***** Texto proporcionado *****

Pensé después en la cantidad de abuelos rurales que viven en casitas humildes como aquella, ocupados en las labores de la tierra, sus animales y sus huertas. Pertenecen a un mundo que termina y a una era que termina. No parece que las nuevas generaciones vayan a entretenerse cuidando huertas, conejos o gallinas. Lo harán sólo si les da dinero, o si tienen suficiente tiempo libre como para hacerlo como un entretenimiento de fin de semana. Y para que algo dé dinero, hoy, necesitas hacer las cosas a lo grande. Vamos, es que casi te lo exigen así las administraciones. Nada de huertinas, nada de cuatro animales. O te montas una granja como Dios manda y una plantación de tantas hectáreas, o no vas a sacar ni un duro y hasta te puedes arruinar.

*****

* _Tareas a realizar_
**a.** Según el texto sobre los abuelos rurales, ¿en qué se ocupan los abuelos que viven en casitas humildes?
**b.** Transcribe del texto sobre los abuelos rurales el fragmento que comienza en "Pensé después en" y termina en "te puedes arruinar.".

***** Datos de origen *****

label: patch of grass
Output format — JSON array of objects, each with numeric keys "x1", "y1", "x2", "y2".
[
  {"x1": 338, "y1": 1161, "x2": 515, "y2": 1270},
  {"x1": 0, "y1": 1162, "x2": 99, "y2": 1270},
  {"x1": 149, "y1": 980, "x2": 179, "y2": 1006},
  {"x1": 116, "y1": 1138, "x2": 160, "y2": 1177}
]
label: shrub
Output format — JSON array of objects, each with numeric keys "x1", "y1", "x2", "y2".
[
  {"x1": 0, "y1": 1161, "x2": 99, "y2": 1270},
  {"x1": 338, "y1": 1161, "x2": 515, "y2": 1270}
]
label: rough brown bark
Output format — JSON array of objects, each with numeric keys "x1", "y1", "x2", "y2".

*****

* _Respuestas a continuación_
**a.** En las labores de la tierra, sus animales y sus huertas.

**b.**
Pensé después en la cantidad de abuelos rurales que viven en casitas humildes como aquella, ocupados en las labores de la tierra, sus animales y sus huertas. Pertenecen a un mundo que termina y a una era que termina. No parece que las nuevas generaciones vayan a entretenerse cuidando huertas, conejos o gallinas. Lo harán sólo si les da dinero, o si tienen suficiente tiempo libre como para hacerlo como un entretenimiento de fin de semana. Y para que algo dé dinero, hoy, necesitas hacer las cosas a lo grande. Vamos, es que casi te lo exigen así las administraciones. Nada de huertinas, nada de cuatro animales. O te montas una granja como Dios manda y una plantación de tantas hectáreas, o no vas a sacar ni un duro y hasta te puedes arruinar.